Dataset excerpts Start Marker
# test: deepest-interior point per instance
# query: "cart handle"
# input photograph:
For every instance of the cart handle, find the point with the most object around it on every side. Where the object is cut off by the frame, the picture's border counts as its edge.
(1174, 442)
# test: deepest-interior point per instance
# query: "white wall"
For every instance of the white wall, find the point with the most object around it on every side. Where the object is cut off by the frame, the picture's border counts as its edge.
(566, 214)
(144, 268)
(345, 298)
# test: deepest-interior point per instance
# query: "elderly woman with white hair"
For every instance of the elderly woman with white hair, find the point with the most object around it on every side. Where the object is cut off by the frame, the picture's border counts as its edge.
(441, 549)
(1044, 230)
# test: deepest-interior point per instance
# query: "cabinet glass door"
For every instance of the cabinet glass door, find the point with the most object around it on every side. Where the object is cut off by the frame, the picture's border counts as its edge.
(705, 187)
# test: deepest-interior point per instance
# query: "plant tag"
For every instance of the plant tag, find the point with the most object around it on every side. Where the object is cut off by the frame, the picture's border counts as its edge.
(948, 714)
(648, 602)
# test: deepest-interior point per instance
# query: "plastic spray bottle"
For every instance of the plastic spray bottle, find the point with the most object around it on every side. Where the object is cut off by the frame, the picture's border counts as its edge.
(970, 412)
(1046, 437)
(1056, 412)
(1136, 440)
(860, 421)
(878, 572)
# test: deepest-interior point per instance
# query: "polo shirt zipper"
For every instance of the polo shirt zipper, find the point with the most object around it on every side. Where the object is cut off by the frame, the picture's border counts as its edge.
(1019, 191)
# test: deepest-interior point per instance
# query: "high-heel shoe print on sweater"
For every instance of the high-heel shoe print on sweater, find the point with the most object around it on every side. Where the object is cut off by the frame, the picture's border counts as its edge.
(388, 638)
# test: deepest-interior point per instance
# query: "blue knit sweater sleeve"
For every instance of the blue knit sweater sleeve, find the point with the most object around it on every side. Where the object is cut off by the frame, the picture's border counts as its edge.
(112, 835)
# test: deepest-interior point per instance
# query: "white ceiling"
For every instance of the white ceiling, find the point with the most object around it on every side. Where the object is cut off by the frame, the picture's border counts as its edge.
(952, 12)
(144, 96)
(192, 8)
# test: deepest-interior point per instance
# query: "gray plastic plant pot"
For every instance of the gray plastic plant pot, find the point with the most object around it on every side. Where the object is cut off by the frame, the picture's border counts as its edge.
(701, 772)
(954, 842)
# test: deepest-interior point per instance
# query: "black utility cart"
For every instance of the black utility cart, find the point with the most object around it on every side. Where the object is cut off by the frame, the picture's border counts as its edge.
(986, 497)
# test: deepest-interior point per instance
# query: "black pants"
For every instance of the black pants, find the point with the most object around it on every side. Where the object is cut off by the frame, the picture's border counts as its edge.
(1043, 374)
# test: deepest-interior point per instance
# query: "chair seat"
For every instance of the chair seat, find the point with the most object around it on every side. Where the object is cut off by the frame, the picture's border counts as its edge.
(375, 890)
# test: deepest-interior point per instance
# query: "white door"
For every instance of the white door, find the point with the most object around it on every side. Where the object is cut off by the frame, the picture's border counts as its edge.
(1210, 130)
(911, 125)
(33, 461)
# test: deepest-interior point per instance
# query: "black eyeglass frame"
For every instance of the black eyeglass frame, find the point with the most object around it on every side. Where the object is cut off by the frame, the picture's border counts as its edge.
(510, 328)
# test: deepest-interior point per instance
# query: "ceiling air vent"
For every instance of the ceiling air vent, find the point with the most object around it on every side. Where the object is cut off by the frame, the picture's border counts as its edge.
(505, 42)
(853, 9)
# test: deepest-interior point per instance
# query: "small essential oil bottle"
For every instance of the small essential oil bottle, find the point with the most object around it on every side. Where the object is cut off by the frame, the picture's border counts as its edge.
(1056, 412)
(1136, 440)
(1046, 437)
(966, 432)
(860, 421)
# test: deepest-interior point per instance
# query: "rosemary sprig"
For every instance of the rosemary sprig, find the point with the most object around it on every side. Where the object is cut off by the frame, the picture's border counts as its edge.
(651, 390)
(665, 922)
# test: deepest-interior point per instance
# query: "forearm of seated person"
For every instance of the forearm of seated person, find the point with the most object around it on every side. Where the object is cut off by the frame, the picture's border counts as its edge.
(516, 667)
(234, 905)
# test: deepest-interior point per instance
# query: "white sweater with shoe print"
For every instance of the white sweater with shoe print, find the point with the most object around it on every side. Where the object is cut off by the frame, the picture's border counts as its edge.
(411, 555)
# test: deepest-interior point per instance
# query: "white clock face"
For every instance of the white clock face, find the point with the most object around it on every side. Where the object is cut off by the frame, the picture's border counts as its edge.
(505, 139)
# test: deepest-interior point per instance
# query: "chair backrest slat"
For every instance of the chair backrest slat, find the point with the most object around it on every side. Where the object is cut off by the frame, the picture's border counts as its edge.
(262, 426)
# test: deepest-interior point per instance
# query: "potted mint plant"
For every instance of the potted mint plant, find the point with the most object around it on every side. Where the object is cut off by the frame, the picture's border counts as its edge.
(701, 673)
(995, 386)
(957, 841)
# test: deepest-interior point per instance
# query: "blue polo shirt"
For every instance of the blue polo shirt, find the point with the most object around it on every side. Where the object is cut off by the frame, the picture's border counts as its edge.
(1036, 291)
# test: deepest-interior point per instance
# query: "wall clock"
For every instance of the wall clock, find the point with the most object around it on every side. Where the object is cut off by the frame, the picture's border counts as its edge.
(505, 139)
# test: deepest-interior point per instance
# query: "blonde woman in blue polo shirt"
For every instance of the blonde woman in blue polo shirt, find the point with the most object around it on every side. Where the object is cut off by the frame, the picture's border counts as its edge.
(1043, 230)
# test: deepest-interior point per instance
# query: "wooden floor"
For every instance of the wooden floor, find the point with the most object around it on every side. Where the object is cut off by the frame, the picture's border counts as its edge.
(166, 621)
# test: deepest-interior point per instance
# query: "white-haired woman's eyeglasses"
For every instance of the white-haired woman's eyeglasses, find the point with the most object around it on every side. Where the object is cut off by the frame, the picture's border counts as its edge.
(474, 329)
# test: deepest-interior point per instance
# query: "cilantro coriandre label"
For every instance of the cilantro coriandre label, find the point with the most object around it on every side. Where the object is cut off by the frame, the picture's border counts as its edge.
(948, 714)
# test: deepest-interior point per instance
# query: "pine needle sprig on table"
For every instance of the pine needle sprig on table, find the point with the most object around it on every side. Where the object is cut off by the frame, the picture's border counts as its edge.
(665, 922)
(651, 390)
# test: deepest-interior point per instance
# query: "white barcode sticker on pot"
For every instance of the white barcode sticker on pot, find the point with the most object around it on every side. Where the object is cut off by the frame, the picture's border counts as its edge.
Dataset excerpts End Marker
:: Problem description ::
Set down the entire material again, exactly as it stands.

:: Solution to this task ::
# test: deepest-interior point per instance
# query: "cart handle"
# input photograph:
For every instance of the cart handle, find the point with the most object around it on every side. Where the object is cut off by the frame, the picture's border counts as its edge.
(1174, 442)
# test: deepest-interior point per instance
# query: "white wall"
For every instance of the white wall, find the point with the most object around it on every side. Where the object is cut off by the frame, the picture's border counts as its edge.
(566, 214)
(144, 268)
(345, 298)
# test: deepest-interior point per instance
# query: "elderly woman with white hair"
For every instance of the elderly woman with white hair, find the point with the most object around it on every side. Where the object is cut off by the frame, the picture's border counts as its edge.
(441, 549)
(1044, 230)
# test: deepest-interior point per instance
# query: "cabinet glass door"
For every instance of the cabinet glass door, find the point with the most object around it on every side. Where the object is cut off by the frame, the picture's border counts as its edge.
(705, 187)
# test: deepest-interior point per instance
# query: "plant tag"
For every instance of the plant tag, find the point with the most object around it on every side. Where the object is cut off by the frame, the picture's border counts as its edge.
(948, 714)
(648, 602)
# test: deepest-interior point per instance
# query: "plastic spray bottle"
For every instance of the plastic spray bottle, find the point with the most object around it on every side. Where the object is cut off by the frame, the picture's border counts as its edge.
(970, 412)
(1046, 437)
(1056, 412)
(1136, 440)
(860, 421)
(878, 572)
# test: deepest-interior point per instance
# query: "polo shirt zipper"
For every instance of the polo shirt zipper, find the point with the most object around it on every side. Where the object is cut off by the frame, the picture's border counts as its edge.
(1019, 191)
# test: deepest-interior point per instance
# query: "high-heel shoe print on sweater"
For every instance of the high-heel shoe print on sweater, find the point with the most object around it on every side. Where the object is cut off by the frame, the picture's border counts as its edge.
(388, 638)
# test: deepest-interior point per instance
# query: "blue knit sweater sleeve"
For every instance of the blue knit sweater sleeve, find the point with the most object around it on every side. Where the object is cut off by the frame, the picture's border counts as its edge.
(112, 835)
# test: deepest-interior point per instance
# query: "white ceiling"
For every instance of the white ceiling, find the point with the most object around it on every side. Where the object is cut off by the frame, the picture's border counts as its edge.
(952, 12)
(144, 96)
(192, 8)
# test: deepest-interior point per instance
# query: "gray plastic plant pot"
For every instance of the gray plastic plant pot, find the point with the most object around it on every side. Where the object is cut off by the frame, the picture's border counts as its edge.
(701, 772)
(954, 842)
# test: deepest-interior point per instance
# query: "black utility cart"
For every instance of the black utility cart, find the point with the most object around it on every side. Where the object is cut off by the frame, the picture's border counts as its edge.
(986, 497)
# test: deepest-interior point per instance
# query: "black pants"
For every instance of the black pants, find the point with the most object around it on every side. Where the object is cut off by the frame, the picture's border counts as its edge.
(1043, 374)
# test: deepest-interior point per instance
# query: "chair seat"
For every instance of the chair seat, find the point with the most object around it on every side. Where the object is cut off by the frame, the picture's border counts as its edge.
(375, 890)
# test: deepest-interior point per instance
# query: "white door"
For every instance of the white door, find the point with the most object around it on every side. Where the object is cut off by the frame, the picture's border counts as its edge.
(1210, 130)
(911, 125)
(33, 461)
# test: deepest-interior point per instance
# query: "black eyeglass frame"
For every instance of the black eyeglass frame, find the point with the most object around it on every side. Where the object is cut off by the frame, the picture's border counts as its edge.
(510, 328)
# test: deepest-interior point per instance
# query: "ceiling air vent"
For every instance of the ceiling air vent, find the point with the most object around it on every side. Where the object is cut off by the frame, the picture's border counts as its edge.
(505, 42)
(853, 9)
# test: deepest-interior point per instance
# query: "small essential oil bottle"
For every instance of the small essential oil bottle, find the point with the most object around it on every side. Where the object is cut off by the frame, the picture's border counts as its edge.
(1056, 412)
(1136, 440)
(1046, 437)
(966, 432)
(860, 421)
# test: deepest-interior point per instance
# query: "rosemary sprig"
For every instance of the rosemary sprig, find the point with the most object around it on every side. Where the object is cut off by the frame, the picture's border counts as its edge.
(651, 390)
(665, 922)
# test: deepest-interior point per instance
# query: "forearm of seated person"
For every instance of the forearm of seated person, find the point with the most object around it on every side. Where the object is cut off by the frame, the picture's border counts as its edge.
(516, 667)
(234, 905)
# test: deepest-interior point per instance
# query: "white sweater with shoe print"
For every instance of the white sweater with shoe print, find the point with the most object around it on every side. Where the object is cut off by the frame, the picture's border counts as its edge.
(411, 555)
# test: deepest-interior point per instance
# query: "white clock face"
For every instance of the white clock face, find the point with the most object around it on every side. Where the object is cut off by the frame, the picture's border counts as its edge.
(505, 139)
# test: deepest-interior point per instance
# query: "chair backrest slat"
For every instance of the chair backrest slat, find the point with the most object around it on every side. Where the object is cut off by the frame, the picture's border counts as its edge.
(262, 426)
# test: deepest-interior point per instance
# query: "potted mint plant"
For every instance of the potted mint plant, find the point with the most object around it on every side. Where the object is cut off by the frame, the picture's border counts as its edge.
(701, 673)
(995, 386)
(957, 841)
# test: deepest-interior point per instance
# query: "blue polo shirt"
For every instance of the blue polo shirt, find the point with the most object around it on every side. Where the object is cut off by the frame, the picture's border counts as its edge.
(1036, 291)
# test: deepest-interior point per instance
# query: "wall clock"
For every instance of the wall clock, find the point with the most object around it on every side. Where the object is cut off by the frame, the picture's border counts as its edge.
(505, 139)
# test: deepest-interior point per instance
# query: "blonde woman in blue polo shirt"
For every instance of the blonde woman in blue polo shirt, find the point with the most object around it on every side. Where the object is cut off by the frame, the picture's border counts as its edge.
(1043, 230)
# test: deepest-interior point per instance
# query: "wooden floor"
For every instance of the wooden floor, find the point with the most object around it on every side. Where the object is cut off by the frame, the picture's border counts as its edge.
(166, 621)
# test: deepest-interior point per instance
# query: "white-haired woman's eyeglasses"
For every instance of the white-haired woman's eyeglasses, find the point with the most object around it on every side. Where the object is cut off by the frame, the picture's border counts as its edge.
(474, 329)
# test: deepest-interior point per instance
# query: "cilantro coriandre label"
For every instance of the cilantro coriandre label, find the point with the most object around it on every side. Where the object is cut off by the frame, the picture's border counts as its edge.
(948, 714)
# test: deepest-interior point per instance
# query: "pine needle sprig on table"
For every instance of the pine needle sprig on table, find the point with the most object around it on every side. Where the object is cut off by the frame, the picture's border counts as its edge.
(665, 922)
(651, 390)
# test: deepest-interior point per instance
# query: "white barcode sticker on pot"
For every instance of the white barcode sticker on pot, find the point with the most object around it on every side. Where the object is cut off by the frame, the picture's border counts as its edge.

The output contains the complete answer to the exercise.